Written task: Copy out exactly the lines from the one containing "Expected: one point per instance of the white trousers, each" to the last line of the records below, both included, and leave out any pictures.

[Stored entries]
start

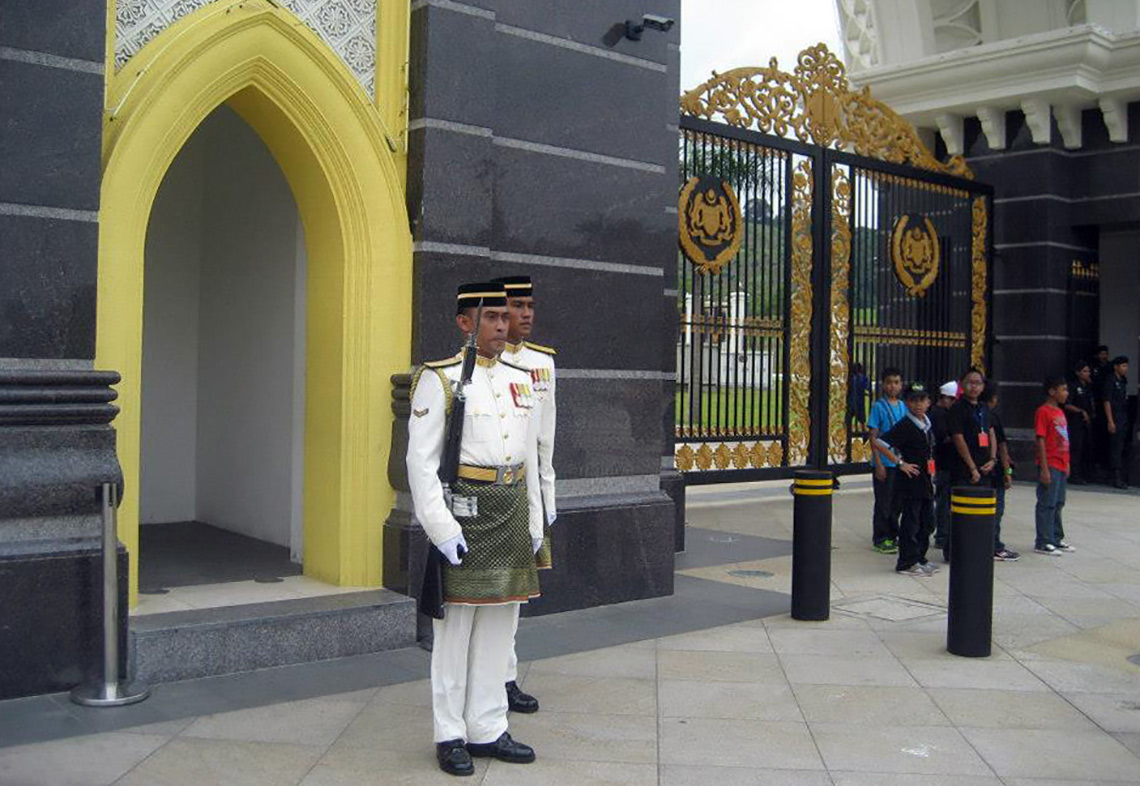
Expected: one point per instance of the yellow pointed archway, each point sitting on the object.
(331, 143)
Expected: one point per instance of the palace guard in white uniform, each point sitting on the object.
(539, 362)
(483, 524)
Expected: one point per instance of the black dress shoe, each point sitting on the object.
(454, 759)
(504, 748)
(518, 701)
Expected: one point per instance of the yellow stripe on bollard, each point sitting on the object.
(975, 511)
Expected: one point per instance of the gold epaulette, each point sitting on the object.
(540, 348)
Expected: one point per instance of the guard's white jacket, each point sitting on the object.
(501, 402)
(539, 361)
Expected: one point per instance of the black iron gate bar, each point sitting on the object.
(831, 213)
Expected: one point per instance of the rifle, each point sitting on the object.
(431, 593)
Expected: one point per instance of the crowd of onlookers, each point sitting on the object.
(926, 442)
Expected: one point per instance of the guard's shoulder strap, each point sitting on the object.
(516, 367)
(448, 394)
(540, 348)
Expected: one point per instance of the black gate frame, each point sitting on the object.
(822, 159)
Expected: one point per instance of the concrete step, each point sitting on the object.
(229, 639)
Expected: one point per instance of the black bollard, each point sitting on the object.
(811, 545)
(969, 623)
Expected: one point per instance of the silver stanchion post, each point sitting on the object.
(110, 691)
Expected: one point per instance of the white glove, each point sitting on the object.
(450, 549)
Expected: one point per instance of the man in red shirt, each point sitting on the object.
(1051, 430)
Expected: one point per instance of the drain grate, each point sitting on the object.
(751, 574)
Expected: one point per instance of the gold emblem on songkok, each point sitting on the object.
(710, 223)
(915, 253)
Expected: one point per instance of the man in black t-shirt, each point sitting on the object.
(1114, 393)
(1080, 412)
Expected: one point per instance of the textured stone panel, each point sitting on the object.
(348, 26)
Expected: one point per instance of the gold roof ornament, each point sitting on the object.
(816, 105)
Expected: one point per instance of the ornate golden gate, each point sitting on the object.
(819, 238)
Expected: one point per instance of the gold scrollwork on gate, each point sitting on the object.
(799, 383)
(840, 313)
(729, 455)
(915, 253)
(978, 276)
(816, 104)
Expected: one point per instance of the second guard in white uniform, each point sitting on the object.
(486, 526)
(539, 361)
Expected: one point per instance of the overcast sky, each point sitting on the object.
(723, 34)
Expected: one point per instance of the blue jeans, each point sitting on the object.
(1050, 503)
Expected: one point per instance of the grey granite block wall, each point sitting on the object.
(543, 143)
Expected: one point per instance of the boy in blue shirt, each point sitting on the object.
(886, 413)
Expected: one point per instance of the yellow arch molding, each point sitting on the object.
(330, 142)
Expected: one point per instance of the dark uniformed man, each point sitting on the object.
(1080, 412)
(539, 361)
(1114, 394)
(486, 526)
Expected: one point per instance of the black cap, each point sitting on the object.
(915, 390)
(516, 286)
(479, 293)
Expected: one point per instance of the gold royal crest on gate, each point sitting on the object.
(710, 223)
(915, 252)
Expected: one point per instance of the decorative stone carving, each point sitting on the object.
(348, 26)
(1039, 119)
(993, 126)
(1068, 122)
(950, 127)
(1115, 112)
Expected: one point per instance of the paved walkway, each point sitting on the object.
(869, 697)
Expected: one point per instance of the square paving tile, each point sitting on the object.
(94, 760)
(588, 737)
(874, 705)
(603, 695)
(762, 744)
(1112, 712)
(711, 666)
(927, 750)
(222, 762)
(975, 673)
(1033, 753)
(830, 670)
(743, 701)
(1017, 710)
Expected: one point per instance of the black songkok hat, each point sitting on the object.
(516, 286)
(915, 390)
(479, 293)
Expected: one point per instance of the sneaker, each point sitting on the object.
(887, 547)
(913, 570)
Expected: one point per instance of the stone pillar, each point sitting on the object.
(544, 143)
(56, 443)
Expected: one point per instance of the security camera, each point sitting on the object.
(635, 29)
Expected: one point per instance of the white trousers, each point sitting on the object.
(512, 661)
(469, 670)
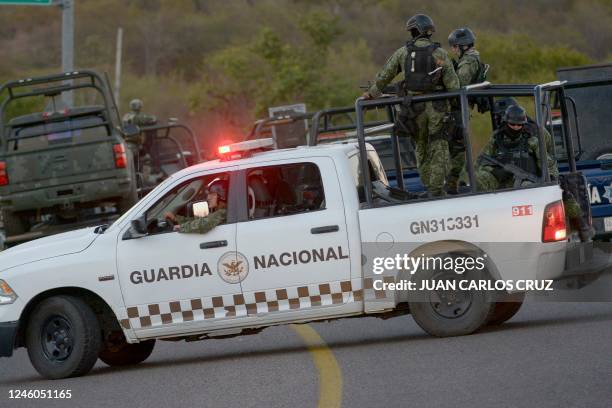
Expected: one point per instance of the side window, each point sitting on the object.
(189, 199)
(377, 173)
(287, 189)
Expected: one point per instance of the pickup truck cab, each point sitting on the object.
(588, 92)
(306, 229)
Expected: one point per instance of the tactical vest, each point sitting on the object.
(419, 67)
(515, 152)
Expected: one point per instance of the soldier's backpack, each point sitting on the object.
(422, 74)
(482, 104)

end

Solution to this exercise:
Expected: one point per instance of the white trousers, each point sitting on the object.
(512, 661)
(469, 670)
Expected: one point per instance of the side window, each point sitting on the object.
(189, 199)
(377, 173)
(287, 189)
Expected: one point per instance of the pickup truck cab, each point sitting on the object.
(588, 92)
(306, 229)
Expected: one point per instance of the tactical vest, each point sitting on the object.
(419, 67)
(515, 152)
Expected: one point per instance of the soldier's backpack, each point sitting on the object.
(422, 74)
(482, 104)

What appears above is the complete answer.